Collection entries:
····················
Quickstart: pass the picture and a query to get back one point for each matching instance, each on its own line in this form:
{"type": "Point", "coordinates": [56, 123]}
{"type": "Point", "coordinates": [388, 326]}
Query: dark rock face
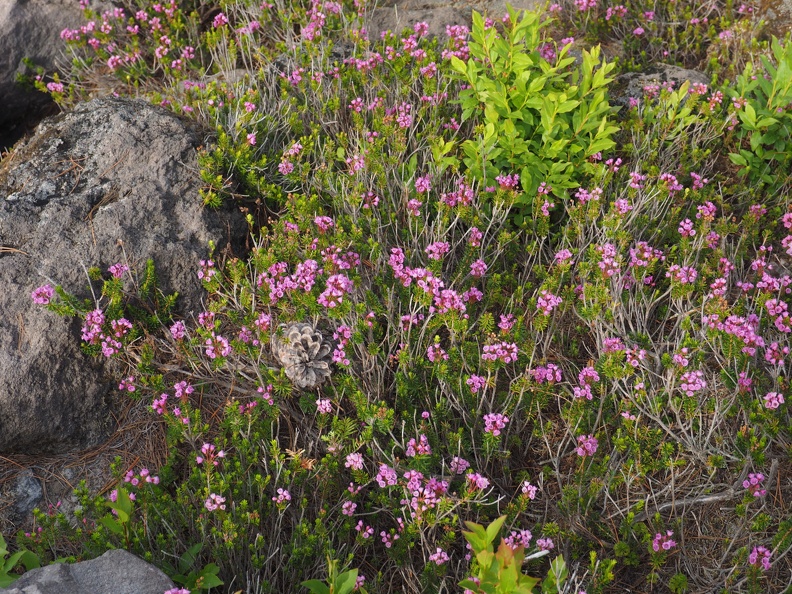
{"type": "Point", "coordinates": [113, 181]}
{"type": "Point", "coordinates": [29, 29]}
{"type": "Point", "coordinates": [115, 572]}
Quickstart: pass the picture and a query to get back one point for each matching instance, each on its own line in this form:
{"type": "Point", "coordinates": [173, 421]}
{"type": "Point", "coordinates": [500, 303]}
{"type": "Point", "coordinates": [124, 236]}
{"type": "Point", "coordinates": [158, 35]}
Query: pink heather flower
{"type": "Point", "coordinates": [324, 223]}
{"type": "Point", "coordinates": [282, 497]}
{"type": "Point", "coordinates": [663, 541]}
{"type": "Point", "coordinates": [494, 422]}
{"type": "Point", "coordinates": [127, 384]}
{"type": "Point", "coordinates": [587, 446]}
{"type": "Point", "coordinates": [217, 346]}
{"type": "Point", "coordinates": [388, 539]}
{"type": "Point", "coordinates": [684, 275]}
{"type": "Point", "coordinates": [207, 270]}
{"type": "Point", "coordinates": [42, 295]}
{"type": "Point", "coordinates": [692, 382]}
{"type": "Point", "coordinates": [547, 302]}
{"type": "Point", "coordinates": [528, 489]}
{"type": "Point", "coordinates": [458, 465]}
{"type": "Point", "coordinates": [506, 322]}
{"type": "Point", "coordinates": [545, 544]}
{"type": "Point", "coordinates": [178, 330]}
{"type": "Point", "coordinates": [551, 373]}
{"type": "Point", "coordinates": [508, 182]}
{"type": "Point", "coordinates": [437, 250]}
{"type": "Point", "coordinates": [686, 228]}
{"type": "Point", "coordinates": [118, 270]}
{"type": "Point", "coordinates": [386, 477]}
{"type": "Point", "coordinates": [436, 353]}
{"type": "Point", "coordinates": [475, 237]}
{"type": "Point", "coordinates": [622, 206]}
{"type": "Point", "coordinates": [477, 481]}
{"type": "Point", "coordinates": [503, 351]}
{"type": "Point", "coordinates": [562, 256]}
{"type": "Point", "coordinates": [439, 557]}
{"type": "Point", "coordinates": [418, 448]}
{"type": "Point", "coordinates": [760, 557]}
{"type": "Point", "coordinates": [354, 461]}
{"type": "Point", "coordinates": [476, 383]}
{"type": "Point", "coordinates": [214, 502]}
{"type": "Point", "coordinates": [754, 484]}
{"type": "Point", "coordinates": [478, 268]}
{"type": "Point", "coordinates": [518, 539]}
{"type": "Point", "coordinates": [423, 184]}
{"type": "Point", "coordinates": [773, 400]}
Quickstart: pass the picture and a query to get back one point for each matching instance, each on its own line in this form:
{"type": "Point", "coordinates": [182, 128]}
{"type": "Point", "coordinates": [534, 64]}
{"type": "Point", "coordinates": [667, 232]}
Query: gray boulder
{"type": "Point", "coordinates": [116, 180]}
{"type": "Point", "coordinates": [631, 84]}
{"type": "Point", "coordinates": [115, 572]}
{"type": "Point", "coordinates": [394, 15]}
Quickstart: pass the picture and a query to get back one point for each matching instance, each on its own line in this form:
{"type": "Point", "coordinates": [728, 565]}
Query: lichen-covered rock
{"type": "Point", "coordinates": [115, 572]}
{"type": "Point", "coordinates": [304, 354]}
{"type": "Point", "coordinates": [115, 180]}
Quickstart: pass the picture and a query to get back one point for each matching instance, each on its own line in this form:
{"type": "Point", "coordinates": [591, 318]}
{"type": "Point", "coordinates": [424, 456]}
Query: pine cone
{"type": "Point", "coordinates": [304, 354]}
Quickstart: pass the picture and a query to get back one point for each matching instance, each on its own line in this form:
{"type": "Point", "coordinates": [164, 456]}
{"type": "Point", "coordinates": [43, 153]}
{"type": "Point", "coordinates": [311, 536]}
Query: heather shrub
{"type": "Point", "coordinates": [605, 384]}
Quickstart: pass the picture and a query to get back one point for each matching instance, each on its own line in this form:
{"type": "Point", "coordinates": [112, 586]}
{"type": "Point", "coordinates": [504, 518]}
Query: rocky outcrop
{"type": "Point", "coordinates": [115, 572]}
{"type": "Point", "coordinates": [394, 15]}
{"type": "Point", "coordinates": [113, 181]}
{"type": "Point", "coordinates": [631, 84]}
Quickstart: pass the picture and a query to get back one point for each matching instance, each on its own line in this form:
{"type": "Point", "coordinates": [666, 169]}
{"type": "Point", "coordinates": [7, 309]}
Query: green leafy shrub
{"type": "Point", "coordinates": [765, 131]}
{"type": "Point", "coordinates": [543, 120]}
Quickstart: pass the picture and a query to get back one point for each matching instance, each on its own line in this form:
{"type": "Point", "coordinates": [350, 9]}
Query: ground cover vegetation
{"type": "Point", "coordinates": [478, 293]}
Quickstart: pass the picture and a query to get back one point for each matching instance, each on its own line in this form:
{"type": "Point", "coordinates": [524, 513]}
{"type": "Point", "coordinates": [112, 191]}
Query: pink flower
{"type": "Point", "coordinates": [423, 184]}
{"type": "Point", "coordinates": [214, 502]}
{"type": "Point", "coordinates": [439, 557]}
{"type": "Point", "coordinates": [477, 481]}
{"type": "Point", "coordinates": [118, 270]}
{"type": "Point", "coordinates": [494, 422]}
{"type": "Point", "coordinates": [663, 541]}
{"type": "Point", "coordinates": [42, 295]}
{"type": "Point", "coordinates": [773, 400]}
{"type": "Point", "coordinates": [437, 250]}
{"type": "Point", "coordinates": [587, 446]}
{"type": "Point", "coordinates": [528, 489]}
{"type": "Point", "coordinates": [283, 497]}
{"type": "Point", "coordinates": [754, 484]}
{"type": "Point", "coordinates": [354, 461]}
{"type": "Point", "coordinates": [478, 268]}
{"type": "Point", "coordinates": [458, 465]}
{"type": "Point", "coordinates": [760, 557]}
{"type": "Point", "coordinates": [414, 207]}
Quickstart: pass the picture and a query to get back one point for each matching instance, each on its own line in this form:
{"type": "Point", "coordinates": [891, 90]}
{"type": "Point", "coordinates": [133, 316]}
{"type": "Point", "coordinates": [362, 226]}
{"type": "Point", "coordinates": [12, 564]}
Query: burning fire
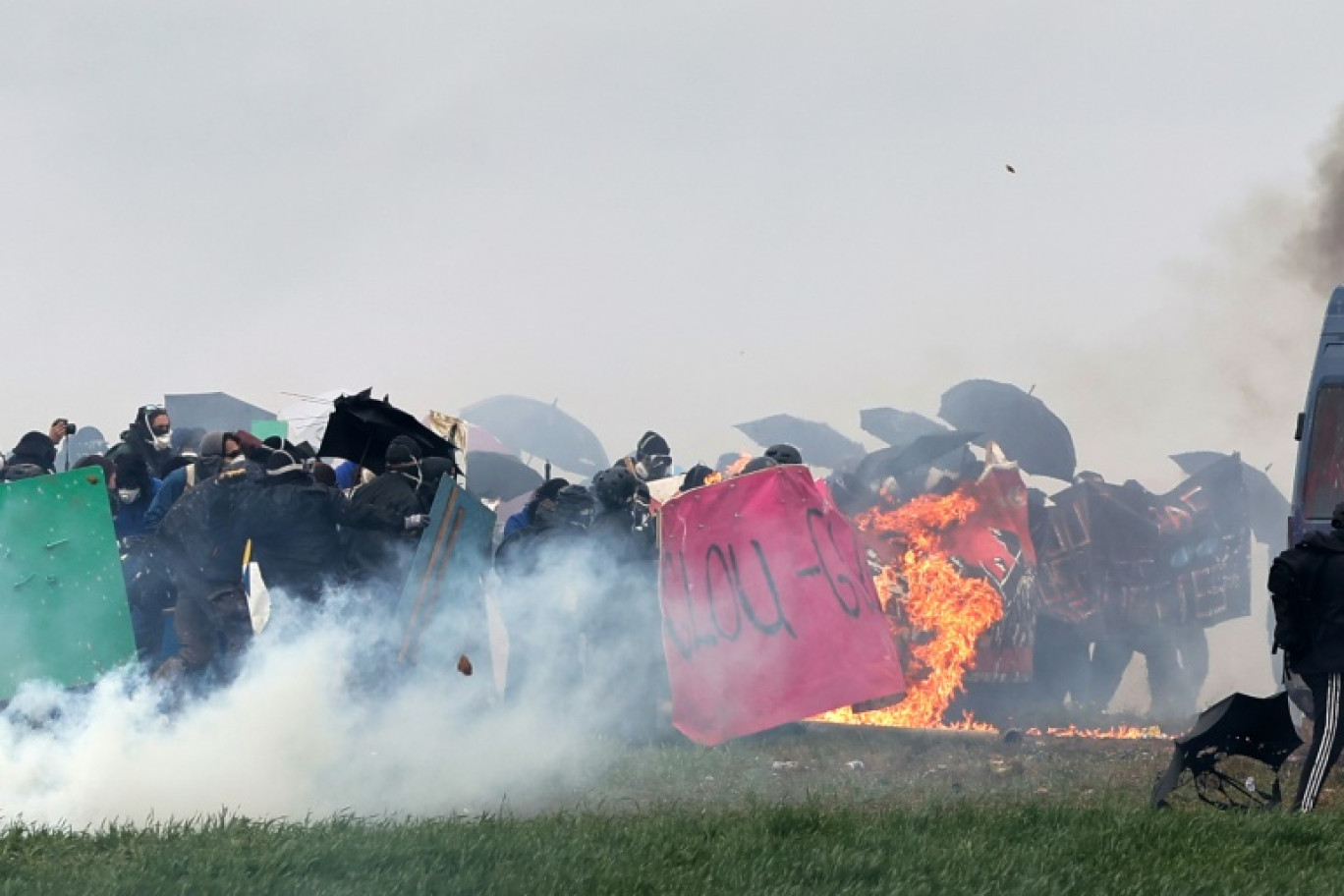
····················
Work to complete: Reproduce every record above exactly, but leave out the pictures.

The completed task:
Quickstart: pass the picture and a query to get back one point for each matching instance, each on its own line in this form:
{"type": "Point", "coordinates": [56, 123]}
{"type": "Point", "coordinates": [388, 326]}
Query: dark rock face
{"type": "Point", "coordinates": [113, 181]}
{"type": "Point", "coordinates": [29, 29]}
{"type": "Point", "coordinates": [115, 572]}
Quickstart: pass the picture and a query to get back one point for each matching instance, each on its own line in this form:
{"type": "Point", "coordinates": [173, 421]}
{"type": "Point", "coordinates": [500, 303]}
{"type": "Point", "coordinates": [124, 236]}
{"type": "Point", "coordinates": [158, 35]}
Query: pink heather flower
{"type": "Point", "coordinates": [324, 223]}
{"type": "Point", "coordinates": [282, 497]}
{"type": "Point", "coordinates": [663, 541]}
{"type": "Point", "coordinates": [494, 422]}
{"type": "Point", "coordinates": [127, 384]}
{"type": "Point", "coordinates": [587, 446]}
{"type": "Point", "coordinates": [217, 346]}
{"type": "Point", "coordinates": [388, 539]}
{"type": "Point", "coordinates": [684, 275]}
{"type": "Point", "coordinates": [207, 270]}
{"type": "Point", "coordinates": [42, 295]}
{"type": "Point", "coordinates": [692, 382]}
{"type": "Point", "coordinates": [547, 302]}
{"type": "Point", "coordinates": [528, 489]}
{"type": "Point", "coordinates": [458, 465]}
{"type": "Point", "coordinates": [506, 322]}
{"type": "Point", "coordinates": [545, 544]}
{"type": "Point", "coordinates": [178, 330]}
{"type": "Point", "coordinates": [551, 373]}
{"type": "Point", "coordinates": [508, 182]}
{"type": "Point", "coordinates": [437, 250]}
{"type": "Point", "coordinates": [686, 228]}
{"type": "Point", "coordinates": [118, 270]}
{"type": "Point", "coordinates": [386, 477]}
{"type": "Point", "coordinates": [436, 353]}
{"type": "Point", "coordinates": [475, 237]}
{"type": "Point", "coordinates": [622, 206]}
{"type": "Point", "coordinates": [477, 481]}
{"type": "Point", "coordinates": [503, 351]}
{"type": "Point", "coordinates": [562, 256]}
{"type": "Point", "coordinates": [439, 557]}
{"type": "Point", "coordinates": [418, 448]}
{"type": "Point", "coordinates": [760, 557]}
{"type": "Point", "coordinates": [354, 461]}
{"type": "Point", "coordinates": [476, 383]}
{"type": "Point", "coordinates": [214, 502]}
{"type": "Point", "coordinates": [754, 484]}
{"type": "Point", "coordinates": [478, 268]}
{"type": "Point", "coordinates": [518, 539]}
{"type": "Point", "coordinates": [423, 184]}
{"type": "Point", "coordinates": [773, 400]}
Quickstart: pass the picture and a query to get back one point for each matching instance, each on its own line in this form:
{"type": "Point", "coordinates": [182, 128]}
{"type": "Point", "coordinates": [534, 64]}
{"type": "Point", "coordinates": [667, 232]}
Query: gray boulder
{"type": "Point", "coordinates": [116, 180]}
{"type": "Point", "coordinates": [631, 84]}
{"type": "Point", "coordinates": [115, 572]}
{"type": "Point", "coordinates": [394, 15]}
Quickstart: pass the picture and a query to get back one point for each matching instance, each on its own line in this form:
{"type": "Point", "coordinates": [728, 565]}
Query: lichen-covered rock
{"type": "Point", "coordinates": [115, 572]}
{"type": "Point", "coordinates": [304, 354]}
{"type": "Point", "coordinates": [115, 180]}
Quickstart: pass the picture and a query to get back one point for each matching instance, each on its own line in this form:
{"type": "Point", "coordinates": [591, 318]}
{"type": "Point", "coordinates": [424, 456]}
Query: pine cone
{"type": "Point", "coordinates": [304, 354]}
Quickstart: pass the picture and a query to get back one point for each matching instance, each on its own line in this form:
{"type": "Point", "coordinates": [164, 456]}
{"type": "Point", "coordinates": [43, 153]}
{"type": "Point", "coordinates": [311, 536]}
Query: heather shrub
{"type": "Point", "coordinates": [605, 384]}
Quickstart: pass the picture and a query to get back one point for each matching instance, each on its own line in this form:
{"type": "Point", "coordinates": [112, 586]}
{"type": "Point", "coordinates": [504, 518]}
Query: rocky outcrop
{"type": "Point", "coordinates": [115, 572]}
{"type": "Point", "coordinates": [394, 15]}
{"type": "Point", "coordinates": [113, 181]}
{"type": "Point", "coordinates": [631, 84]}
Quickstart: pass the picture and a query to get back one point for each matching instance, each on its own line in this form:
{"type": "Point", "coordinates": [666, 169]}
{"type": "Point", "coordinates": [7, 309]}
Query: green leafy shrub
{"type": "Point", "coordinates": [765, 131]}
{"type": "Point", "coordinates": [543, 120]}
Quickstart: pass the picture and a query to get back one point for each matching instance, each on its own line in this form:
{"type": "Point", "coordinates": [350, 9]}
Query: ground cover vegetation
{"type": "Point", "coordinates": [478, 293]}
Quickstart: pass the picture and a query to get back one point for each matching instance, each on its own line in this form:
{"type": "Point", "coordinates": [524, 513]}
{"type": "Point", "coordinates": [112, 191]}
Query: pink flower
{"type": "Point", "coordinates": [423, 184]}
{"type": "Point", "coordinates": [214, 502]}
{"type": "Point", "coordinates": [439, 557]}
{"type": "Point", "coordinates": [477, 481]}
{"type": "Point", "coordinates": [118, 270]}
{"type": "Point", "coordinates": [494, 422]}
{"type": "Point", "coordinates": [663, 541]}
{"type": "Point", "coordinates": [42, 295]}
{"type": "Point", "coordinates": [773, 400]}
{"type": "Point", "coordinates": [437, 250]}
{"type": "Point", "coordinates": [587, 446]}
{"type": "Point", "coordinates": [528, 489]}
{"type": "Point", "coordinates": [283, 497]}
{"type": "Point", "coordinates": [754, 484]}
{"type": "Point", "coordinates": [354, 461]}
{"type": "Point", "coordinates": [478, 268]}
{"type": "Point", "coordinates": [458, 465]}
{"type": "Point", "coordinates": [760, 557]}
{"type": "Point", "coordinates": [414, 207]}
Quickstart: pass the picture and a query to get back one point for each matching instance, each on its own line in this form:
{"type": "Point", "coordinates": [891, 90]}
{"type": "Point", "coordinates": [133, 316]}
{"type": "Point", "coordinates": [362, 226]}
{"type": "Point", "coordinates": [12, 564]}
Query: burning fire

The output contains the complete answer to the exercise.